#### [WHAT IS EXPECTED]
Each record must be retyped word for word.

#### [Recorded data]
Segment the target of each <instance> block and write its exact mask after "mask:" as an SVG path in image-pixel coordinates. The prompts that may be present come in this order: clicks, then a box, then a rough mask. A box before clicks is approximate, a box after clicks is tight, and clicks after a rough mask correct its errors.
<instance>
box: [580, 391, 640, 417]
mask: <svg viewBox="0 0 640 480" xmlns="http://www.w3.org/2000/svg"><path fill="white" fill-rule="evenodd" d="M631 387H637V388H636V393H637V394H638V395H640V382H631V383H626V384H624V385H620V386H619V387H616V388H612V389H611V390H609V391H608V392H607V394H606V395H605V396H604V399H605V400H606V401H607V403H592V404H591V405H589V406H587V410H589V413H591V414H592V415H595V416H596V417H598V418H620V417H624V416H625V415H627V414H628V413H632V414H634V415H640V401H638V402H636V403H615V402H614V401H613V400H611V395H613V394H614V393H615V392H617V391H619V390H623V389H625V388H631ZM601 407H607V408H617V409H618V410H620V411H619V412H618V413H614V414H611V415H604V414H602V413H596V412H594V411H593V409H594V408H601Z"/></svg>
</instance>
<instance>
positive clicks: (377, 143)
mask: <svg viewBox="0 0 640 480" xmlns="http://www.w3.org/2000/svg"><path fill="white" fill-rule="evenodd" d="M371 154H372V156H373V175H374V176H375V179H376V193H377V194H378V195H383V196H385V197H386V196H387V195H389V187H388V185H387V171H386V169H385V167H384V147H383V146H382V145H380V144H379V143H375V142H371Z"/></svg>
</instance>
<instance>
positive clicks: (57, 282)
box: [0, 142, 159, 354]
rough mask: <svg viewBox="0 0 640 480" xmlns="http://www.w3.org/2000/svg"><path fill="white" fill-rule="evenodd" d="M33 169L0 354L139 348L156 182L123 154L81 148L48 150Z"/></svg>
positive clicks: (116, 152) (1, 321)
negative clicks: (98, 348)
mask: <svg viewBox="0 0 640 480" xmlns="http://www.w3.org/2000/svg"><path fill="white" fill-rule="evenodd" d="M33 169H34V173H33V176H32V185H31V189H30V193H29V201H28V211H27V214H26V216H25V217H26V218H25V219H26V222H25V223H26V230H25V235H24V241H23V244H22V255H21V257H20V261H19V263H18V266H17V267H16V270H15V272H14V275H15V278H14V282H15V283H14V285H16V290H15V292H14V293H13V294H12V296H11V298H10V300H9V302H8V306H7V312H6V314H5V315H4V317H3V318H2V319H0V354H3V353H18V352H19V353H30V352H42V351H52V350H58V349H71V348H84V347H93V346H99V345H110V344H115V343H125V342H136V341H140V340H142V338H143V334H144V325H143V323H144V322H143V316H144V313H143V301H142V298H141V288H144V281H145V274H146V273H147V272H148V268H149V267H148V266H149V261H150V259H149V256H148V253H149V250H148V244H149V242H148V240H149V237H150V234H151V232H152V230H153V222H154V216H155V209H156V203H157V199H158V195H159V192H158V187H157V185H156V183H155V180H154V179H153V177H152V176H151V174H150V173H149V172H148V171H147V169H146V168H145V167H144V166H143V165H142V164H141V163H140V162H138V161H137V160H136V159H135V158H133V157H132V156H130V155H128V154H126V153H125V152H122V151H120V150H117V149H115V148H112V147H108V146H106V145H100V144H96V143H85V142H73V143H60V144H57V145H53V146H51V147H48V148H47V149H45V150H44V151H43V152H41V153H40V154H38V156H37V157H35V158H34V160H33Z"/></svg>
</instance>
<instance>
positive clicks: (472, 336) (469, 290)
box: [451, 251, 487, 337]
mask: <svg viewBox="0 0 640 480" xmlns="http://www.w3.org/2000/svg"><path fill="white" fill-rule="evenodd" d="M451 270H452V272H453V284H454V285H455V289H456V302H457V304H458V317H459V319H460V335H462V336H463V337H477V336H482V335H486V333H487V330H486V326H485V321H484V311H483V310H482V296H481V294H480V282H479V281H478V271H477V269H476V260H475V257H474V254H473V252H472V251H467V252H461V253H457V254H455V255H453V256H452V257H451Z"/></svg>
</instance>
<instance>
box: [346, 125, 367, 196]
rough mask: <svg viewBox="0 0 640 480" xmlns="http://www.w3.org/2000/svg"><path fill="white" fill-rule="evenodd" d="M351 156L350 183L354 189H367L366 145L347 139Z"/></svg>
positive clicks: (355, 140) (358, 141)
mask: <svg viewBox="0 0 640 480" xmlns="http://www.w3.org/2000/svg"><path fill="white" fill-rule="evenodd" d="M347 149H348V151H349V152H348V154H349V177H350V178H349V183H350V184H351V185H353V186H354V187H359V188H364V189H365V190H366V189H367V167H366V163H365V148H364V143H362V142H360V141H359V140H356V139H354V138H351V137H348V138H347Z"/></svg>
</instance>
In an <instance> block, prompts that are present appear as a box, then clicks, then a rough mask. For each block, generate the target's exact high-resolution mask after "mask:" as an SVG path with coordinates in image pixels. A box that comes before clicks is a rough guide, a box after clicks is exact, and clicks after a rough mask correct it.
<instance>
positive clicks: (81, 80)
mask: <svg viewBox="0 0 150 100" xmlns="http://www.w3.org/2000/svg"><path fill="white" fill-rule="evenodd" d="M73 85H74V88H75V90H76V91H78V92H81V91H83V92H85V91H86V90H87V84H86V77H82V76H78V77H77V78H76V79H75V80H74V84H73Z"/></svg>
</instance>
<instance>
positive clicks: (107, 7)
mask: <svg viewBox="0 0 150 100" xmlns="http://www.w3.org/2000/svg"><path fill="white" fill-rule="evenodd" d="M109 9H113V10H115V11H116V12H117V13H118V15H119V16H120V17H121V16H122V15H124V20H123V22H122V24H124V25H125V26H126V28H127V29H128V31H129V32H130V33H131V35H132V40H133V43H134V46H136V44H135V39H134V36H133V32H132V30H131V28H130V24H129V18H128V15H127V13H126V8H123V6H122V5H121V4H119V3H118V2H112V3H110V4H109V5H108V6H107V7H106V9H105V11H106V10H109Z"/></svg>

#### [WRITTEN RESPONSE]
Segment the target of each <instance> block and write its exact mask after "mask:" as an SVG path in image-pixel coordinates. The prompts that may be present come in this order: clicks, then a box, then a rough mask. A box before clicks is approximate, a box after clicks is tight, and clicks after a rough mask correct its errors.
<instance>
box: [580, 391, 640, 417]
mask: <svg viewBox="0 0 640 480" xmlns="http://www.w3.org/2000/svg"><path fill="white" fill-rule="evenodd" d="M631 387H637V388H636V393H637V394H638V395H640V382H631V383H626V384H624V385H620V386H619V387H616V388H612V389H611V390H609V391H608V392H607V394H606V395H605V396H604V399H605V400H606V401H607V403H592V404H591V405H589V406H587V410H589V413H591V414H592V415H595V416H596V417H598V418H620V417H624V416H625V415H627V414H628V413H632V414H634V415H640V401H638V402H636V403H615V402H614V401H613V400H611V395H613V394H614V393H615V392H617V391H619V390H623V389H625V388H631ZM601 407H607V408H617V409H618V410H620V411H619V412H618V413H614V414H611V415H604V414H602V413H596V412H594V411H593V409H594V408H601Z"/></svg>
</instance>
<instance>
positive clicks: (377, 143)
mask: <svg viewBox="0 0 640 480" xmlns="http://www.w3.org/2000/svg"><path fill="white" fill-rule="evenodd" d="M371 154H372V156H373V175H374V176H375V179H376V193H377V194H378V195H383V196H385V197H386V196H387V195H389V187H388V185H387V171H386V169H385V167H384V147H383V146H382V145H380V144H379V143H375V142H371Z"/></svg>
</instance>
<instance>
positive clicks: (57, 282)
box: [0, 142, 159, 354]
rough mask: <svg viewBox="0 0 640 480" xmlns="http://www.w3.org/2000/svg"><path fill="white" fill-rule="evenodd" d="M33 169L0 354L139 348L156 182L123 154L81 148L48 150Z"/></svg>
positive clicks: (116, 152) (1, 321)
negative clicks: (98, 348)
mask: <svg viewBox="0 0 640 480" xmlns="http://www.w3.org/2000/svg"><path fill="white" fill-rule="evenodd" d="M33 169H34V173H33V176H32V185H31V189H30V193H29V201H28V211H27V214H26V216H25V217H26V218H25V219H26V222H25V223H26V230H25V235H24V241H23V244H22V255H21V257H20V261H19V263H18V266H17V267H16V270H15V272H14V275H15V278H14V282H15V283H14V285H16V290H15V292H14V293H13V294H12V296H11V298H10V300H9V302H8V306H7V312H6V314H5V315H4V317H3V318H2V319H0V354H3V353H18V352H19V353H30V352H42V351H52V350H58V349H71V348H84V347H93V346H99V345H110V344H115V343H125V342H136V341H140V340H142V338H143V334H144V325H143V323H144V322H143V316H144V313H143V301H142V298H141V288H144V281H145V274H146V273H147V272H148V268H149V267H148V266H149V261H150V259H149V256H148V253H149V250H148V244H149V242H148V240H149V237H150V234H151V232H152V230H153V222H154V216H155V209H156V203H157V199H158V195H159V192H158V187H157V185H156V183H155V180H154V179H153V177H152V176H151V174H150V173H149V172H148V171H147V169H146V168H145V167H144V166H143V165H142V164H141V163H140V162H138V161H137V160H136V159H135V158H133V157H132V156H130V155H128V154H126V153H125V152H122V151H120V150H117V149H115V148H112V147H108V146H106V145H100V144H96V143H85V142H73V143H60V144H57V145H53V146H51V147H48V148H47V149H45V150H44V151H43V152H41V153H40V154H38V156H37V157H35V158H34V160H33Z"/></svg>
</instance>
<instance>
positive clicks: (472, 336) (469, 290)
box: [451, 251, 487, 337]
mask: <svg viewBox="0 0 640 480" xmlns="http://www.w3.org/2000/svg"><path fill="white" fill-rule="evenodd" d="M451 270H452V272H453V284H454V285H455V289H456V302H457V304H458V317H459V319H460V335H462V336H463V337H477V336H482V335H486V333H487V330H486V326H485V321H484V311H483V310H482V296H481V294H480V282H479V281H478V271H477V269H476V260H475V257H474V254H473V252H472V251H467V252H461V253H457V254H455V255H453V256H452V257H451Z"/></svg>
</instance>
<instance>
box: [346, 125, 367, 196]
rough mask: <svg viewBox="0 0 640 480" xmlns="http://www.w3.org/2000/svg"><path fill="white" fill-rule="evenodd" d="M351 156L350 183L354 189H367L366 145L347 139Z"/></svg>
positive clicks: (355, 140) (358, 141)
mask: <svg viewBox="0 0 640 480" xmlns="http://www.w3.org/2000/svg"><path fill="white" fill-rule="evenodd" d="M347 149H348V151H349V152H348V154H349V177H350V178H349V183H350V184H351V185H353V186H354V187H359V188H364V189H365V190H366V189H367V167H366V163H365V148H364V143H362V142H360V141H359V140H356V139H354V138H351V137H348V138H347Z"/></svg>
</instance>
In an <instance> block, prompts that are present appear as a box, then clicks, then a rough mask. For each block, generate the target's exact high-resolution mask after "mask:" as an SVG path with coordinates in image pixels. A box that comes before clicks is a rough guide, a box after clicks is exact, and clicks after a rough mask correct it.
<instance>
positive clicks: (81, 80)
mask: <svg viewBox="0 0 150 100" xmlns="http://www.w3.org/2000/svg"><path fill="white" fill-rule="evenodd" d="M73 85H74V88H75V90H76V91H78V92H81V91H83V92H85V91H86V90H87V84H86V77H82V76H78V77H77V78H76V79H75V80H74V84H73Z"/></svg>
</instance>
<instance>
positive clicks: (107, 7)
mask: <svg viewBox="0 0 150 100" xmlns="http://www.w3.org/2000/svg"><path fill="white" fill-rule="evenodd" d="M109 9H113V10H115V11H116V12H117V13H118V15H119V16H120V17H121V16H122V15H124V20H123V22H122V24H124V25H125V26H126V28H127V29H128V31H129V32H130V33H131V35H132V40H133V43H134V46H136V44H135V39H134V36H133V32H132V30H131V28H130V24H129V18H128V15H127V13H126V8H123V6H122V5H121V4H119V3H118V2H112V3H110V4H109V5H108V6H107V7H106V9H105V11H106V10H109Z"/></svg>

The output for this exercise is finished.